**Détails de l'exercice:** Recopiez à l'identique chaque ligne de tous les items ci-dessous, en omettant les images.

**Informations fournies:**
□ □ □ □
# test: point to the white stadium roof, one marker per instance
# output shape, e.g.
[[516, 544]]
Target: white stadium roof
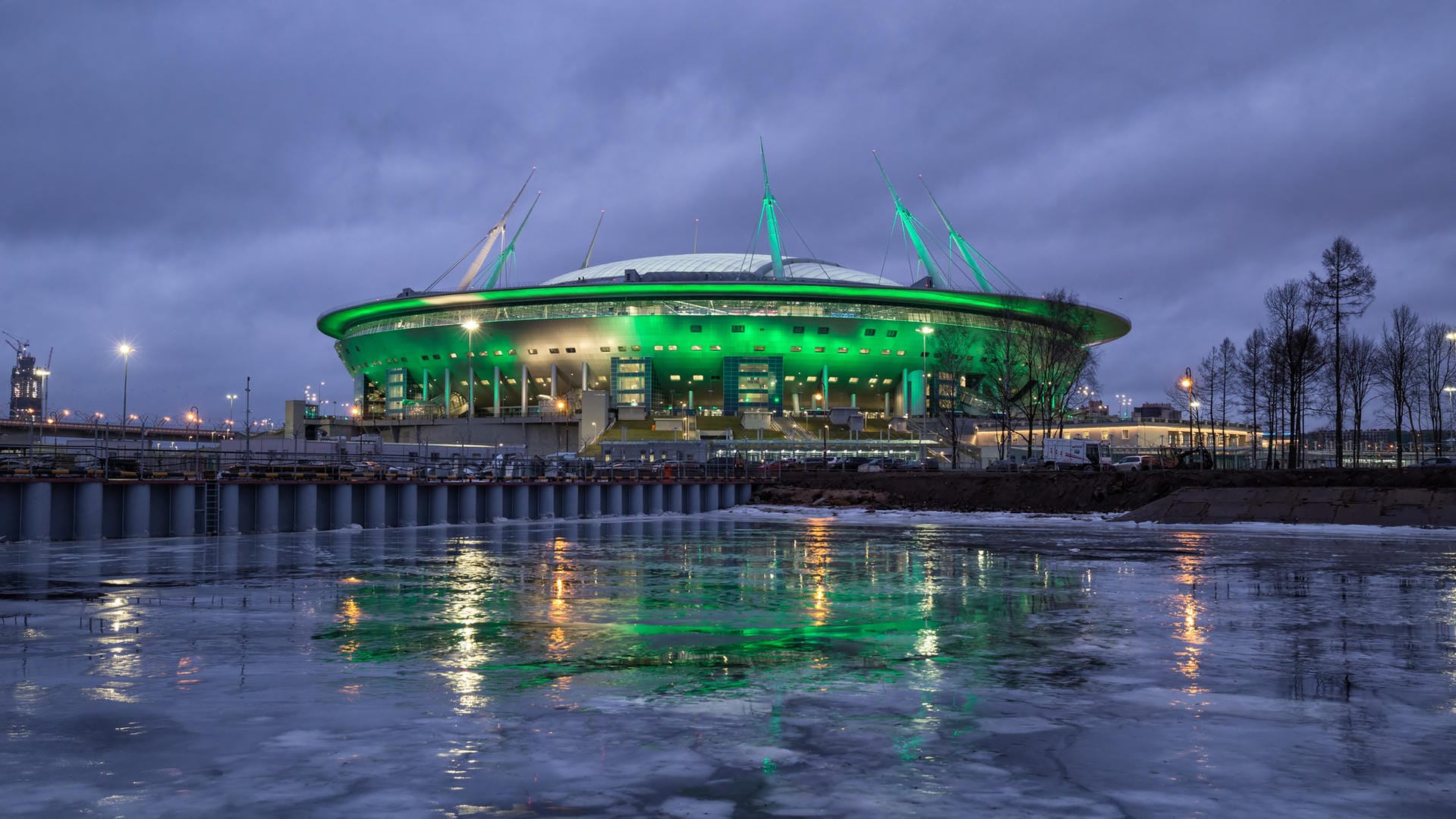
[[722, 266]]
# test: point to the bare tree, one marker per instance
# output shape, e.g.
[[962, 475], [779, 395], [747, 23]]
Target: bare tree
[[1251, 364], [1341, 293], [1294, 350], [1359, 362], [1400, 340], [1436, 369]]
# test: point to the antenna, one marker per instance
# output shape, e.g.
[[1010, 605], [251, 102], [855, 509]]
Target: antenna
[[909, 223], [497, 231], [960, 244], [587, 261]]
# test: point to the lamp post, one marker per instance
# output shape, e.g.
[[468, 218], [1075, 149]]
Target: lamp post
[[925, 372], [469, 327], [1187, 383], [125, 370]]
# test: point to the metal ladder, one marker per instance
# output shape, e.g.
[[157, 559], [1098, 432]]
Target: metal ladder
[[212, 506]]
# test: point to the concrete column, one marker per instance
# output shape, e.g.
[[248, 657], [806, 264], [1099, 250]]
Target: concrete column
□ □ □ □
**Exercice corrigé:**
# test: point to the white stadium roof, one marker per instance
# output shape, e.g.
[[516, 544]]
Target: white stadium roof
[[722, 266]]
# test: point to the bare tree, one marker per instance
# output shape, e.g.
[[962, 475], [779, 395], [747, 23]]
Target: bare tree
[[1251, 364], [1341, 293], [1294, 350], [1359, 362], [1400, 340], [1436, 369]]
# test: point to the antenna, one marker per instance
# output shape, e.g.
[[1010, 605], [251, 102], [855, 509]]
Target: antenna
[[909, 223], [497, 231], [960, 244], [587, 261]]
# test: point to the lamp post, one marker per instance
# output shape, e.g.
[[468, 218], [1075, 149]]
Target: lamp post
[[925, 372], [469, 327], [1187, 383], [125, 370]]
# test: point to the metal ladder, one marker per instance
# output shape, e.g.
[[157, 559], [1098, 432]]
Target: metal ladder
[[212, 506]]
# test: point to the concrete column, one marker per instance
# output shape, e.g.
[[248, 657], [806, 264], [1099, 250]]
Target: concrete column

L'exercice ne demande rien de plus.